◆ **TO DO**: Please list each line in the records below that contains the string "petal". Case counts.

Records of labeled points
——————

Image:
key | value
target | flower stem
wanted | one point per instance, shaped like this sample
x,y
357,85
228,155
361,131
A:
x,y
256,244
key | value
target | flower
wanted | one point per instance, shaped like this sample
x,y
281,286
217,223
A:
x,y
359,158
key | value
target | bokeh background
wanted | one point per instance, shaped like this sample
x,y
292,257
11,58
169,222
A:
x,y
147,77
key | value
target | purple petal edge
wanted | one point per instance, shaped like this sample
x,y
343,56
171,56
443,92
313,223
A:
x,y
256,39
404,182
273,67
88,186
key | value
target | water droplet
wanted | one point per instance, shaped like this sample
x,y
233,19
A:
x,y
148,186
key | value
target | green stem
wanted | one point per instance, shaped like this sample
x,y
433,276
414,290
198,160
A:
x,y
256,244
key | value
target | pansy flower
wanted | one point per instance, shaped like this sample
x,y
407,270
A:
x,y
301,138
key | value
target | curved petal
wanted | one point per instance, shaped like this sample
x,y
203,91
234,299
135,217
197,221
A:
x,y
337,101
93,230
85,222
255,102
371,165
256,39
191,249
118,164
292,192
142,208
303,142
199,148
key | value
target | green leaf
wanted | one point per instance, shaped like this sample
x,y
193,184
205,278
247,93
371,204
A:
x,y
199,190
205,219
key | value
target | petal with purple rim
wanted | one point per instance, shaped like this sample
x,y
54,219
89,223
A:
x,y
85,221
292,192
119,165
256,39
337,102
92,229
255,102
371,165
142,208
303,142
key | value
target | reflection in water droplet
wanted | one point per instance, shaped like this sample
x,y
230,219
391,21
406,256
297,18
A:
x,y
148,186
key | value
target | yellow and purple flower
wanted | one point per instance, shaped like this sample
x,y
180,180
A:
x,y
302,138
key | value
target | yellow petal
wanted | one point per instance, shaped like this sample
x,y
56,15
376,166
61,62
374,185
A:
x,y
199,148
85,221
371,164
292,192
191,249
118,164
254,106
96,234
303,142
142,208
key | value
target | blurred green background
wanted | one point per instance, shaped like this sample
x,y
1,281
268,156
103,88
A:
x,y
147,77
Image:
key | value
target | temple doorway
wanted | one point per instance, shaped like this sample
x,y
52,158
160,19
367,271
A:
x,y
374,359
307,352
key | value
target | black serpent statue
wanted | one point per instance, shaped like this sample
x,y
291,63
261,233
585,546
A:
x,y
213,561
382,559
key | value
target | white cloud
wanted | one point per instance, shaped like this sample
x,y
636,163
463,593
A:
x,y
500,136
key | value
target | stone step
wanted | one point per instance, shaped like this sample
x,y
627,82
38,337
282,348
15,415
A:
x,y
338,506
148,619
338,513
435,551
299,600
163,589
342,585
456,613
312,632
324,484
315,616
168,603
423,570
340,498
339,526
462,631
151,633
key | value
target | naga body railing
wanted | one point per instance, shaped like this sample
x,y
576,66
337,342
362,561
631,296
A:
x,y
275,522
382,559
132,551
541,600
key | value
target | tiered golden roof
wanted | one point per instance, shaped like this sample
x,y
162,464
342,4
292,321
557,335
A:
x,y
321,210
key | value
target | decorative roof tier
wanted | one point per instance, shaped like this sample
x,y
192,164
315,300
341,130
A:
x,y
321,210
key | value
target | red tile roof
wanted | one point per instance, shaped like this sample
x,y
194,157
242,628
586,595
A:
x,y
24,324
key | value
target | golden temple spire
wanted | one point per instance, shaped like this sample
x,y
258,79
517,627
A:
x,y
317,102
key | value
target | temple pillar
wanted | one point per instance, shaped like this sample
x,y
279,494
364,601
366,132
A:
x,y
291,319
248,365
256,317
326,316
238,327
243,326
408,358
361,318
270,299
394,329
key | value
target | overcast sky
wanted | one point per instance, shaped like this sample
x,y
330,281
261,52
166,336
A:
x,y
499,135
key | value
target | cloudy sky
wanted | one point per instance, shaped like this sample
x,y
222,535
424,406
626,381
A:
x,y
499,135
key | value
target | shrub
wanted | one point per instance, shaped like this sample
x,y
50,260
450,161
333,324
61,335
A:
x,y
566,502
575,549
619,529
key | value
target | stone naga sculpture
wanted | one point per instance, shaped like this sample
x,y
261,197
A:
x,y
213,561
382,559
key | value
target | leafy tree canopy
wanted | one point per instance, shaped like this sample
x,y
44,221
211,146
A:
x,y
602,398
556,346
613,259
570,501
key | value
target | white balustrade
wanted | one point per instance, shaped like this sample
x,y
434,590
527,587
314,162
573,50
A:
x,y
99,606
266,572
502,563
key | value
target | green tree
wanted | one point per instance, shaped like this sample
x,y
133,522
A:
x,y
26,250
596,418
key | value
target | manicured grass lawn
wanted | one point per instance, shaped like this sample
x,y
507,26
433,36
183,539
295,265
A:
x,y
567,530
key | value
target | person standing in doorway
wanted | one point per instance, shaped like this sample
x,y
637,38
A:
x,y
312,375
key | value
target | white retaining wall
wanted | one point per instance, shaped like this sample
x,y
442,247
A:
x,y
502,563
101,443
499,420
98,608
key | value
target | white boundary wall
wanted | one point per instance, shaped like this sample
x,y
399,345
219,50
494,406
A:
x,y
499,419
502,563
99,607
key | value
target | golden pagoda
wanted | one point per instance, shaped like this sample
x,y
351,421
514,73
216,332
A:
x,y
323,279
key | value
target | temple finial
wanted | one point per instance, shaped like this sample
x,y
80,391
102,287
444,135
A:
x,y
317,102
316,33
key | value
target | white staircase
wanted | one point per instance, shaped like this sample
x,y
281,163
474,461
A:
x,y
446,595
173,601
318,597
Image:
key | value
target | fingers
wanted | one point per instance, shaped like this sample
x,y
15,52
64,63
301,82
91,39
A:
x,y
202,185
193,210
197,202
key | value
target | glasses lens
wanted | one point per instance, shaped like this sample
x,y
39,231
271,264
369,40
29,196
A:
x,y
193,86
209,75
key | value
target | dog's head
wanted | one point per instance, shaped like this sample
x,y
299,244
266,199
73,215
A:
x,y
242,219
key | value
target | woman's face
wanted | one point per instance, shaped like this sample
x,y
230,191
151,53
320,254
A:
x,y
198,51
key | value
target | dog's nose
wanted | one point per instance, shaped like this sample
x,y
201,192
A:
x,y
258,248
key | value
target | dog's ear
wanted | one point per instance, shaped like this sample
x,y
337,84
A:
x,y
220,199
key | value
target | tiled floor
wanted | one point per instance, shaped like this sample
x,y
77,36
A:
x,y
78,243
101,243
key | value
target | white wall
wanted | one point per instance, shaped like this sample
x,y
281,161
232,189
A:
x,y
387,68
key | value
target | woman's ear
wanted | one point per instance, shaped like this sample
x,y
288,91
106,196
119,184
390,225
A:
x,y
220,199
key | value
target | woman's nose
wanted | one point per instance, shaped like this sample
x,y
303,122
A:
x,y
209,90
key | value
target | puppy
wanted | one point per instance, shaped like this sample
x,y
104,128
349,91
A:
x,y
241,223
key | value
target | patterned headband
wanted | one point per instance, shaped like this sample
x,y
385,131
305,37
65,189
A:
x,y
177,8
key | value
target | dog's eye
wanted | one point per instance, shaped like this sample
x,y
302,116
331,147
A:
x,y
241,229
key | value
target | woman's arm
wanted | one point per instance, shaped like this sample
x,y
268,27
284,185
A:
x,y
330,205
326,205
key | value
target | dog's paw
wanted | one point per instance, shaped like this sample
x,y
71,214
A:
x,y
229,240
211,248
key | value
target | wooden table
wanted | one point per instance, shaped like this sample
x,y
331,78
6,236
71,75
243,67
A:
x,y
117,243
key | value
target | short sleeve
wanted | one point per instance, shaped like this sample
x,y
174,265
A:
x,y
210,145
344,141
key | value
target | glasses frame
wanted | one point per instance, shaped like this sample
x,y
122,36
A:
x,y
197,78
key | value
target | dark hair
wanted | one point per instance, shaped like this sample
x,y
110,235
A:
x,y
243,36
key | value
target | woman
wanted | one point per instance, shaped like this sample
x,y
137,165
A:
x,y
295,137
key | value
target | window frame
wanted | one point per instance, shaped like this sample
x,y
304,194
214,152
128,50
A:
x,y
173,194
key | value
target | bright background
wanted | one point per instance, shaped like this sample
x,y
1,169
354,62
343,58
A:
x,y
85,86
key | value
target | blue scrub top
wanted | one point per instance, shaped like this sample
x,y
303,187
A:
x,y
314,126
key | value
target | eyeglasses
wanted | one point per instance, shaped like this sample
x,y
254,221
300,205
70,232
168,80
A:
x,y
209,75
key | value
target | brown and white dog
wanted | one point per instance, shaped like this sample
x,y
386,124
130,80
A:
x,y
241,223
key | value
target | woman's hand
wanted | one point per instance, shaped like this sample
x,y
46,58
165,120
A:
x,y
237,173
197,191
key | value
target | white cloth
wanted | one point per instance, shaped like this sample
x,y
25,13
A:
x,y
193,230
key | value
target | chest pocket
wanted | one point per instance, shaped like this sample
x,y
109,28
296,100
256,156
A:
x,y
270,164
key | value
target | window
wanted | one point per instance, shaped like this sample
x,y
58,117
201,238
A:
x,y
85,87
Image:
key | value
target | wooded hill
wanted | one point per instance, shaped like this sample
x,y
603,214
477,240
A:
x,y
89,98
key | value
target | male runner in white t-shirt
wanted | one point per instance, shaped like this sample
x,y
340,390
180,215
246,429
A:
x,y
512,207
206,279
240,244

——————

◆ **WRITTEN SOLUTION**:
target | purple petal edge
target | curved petal
target | petal with purple rim
target | yellow petal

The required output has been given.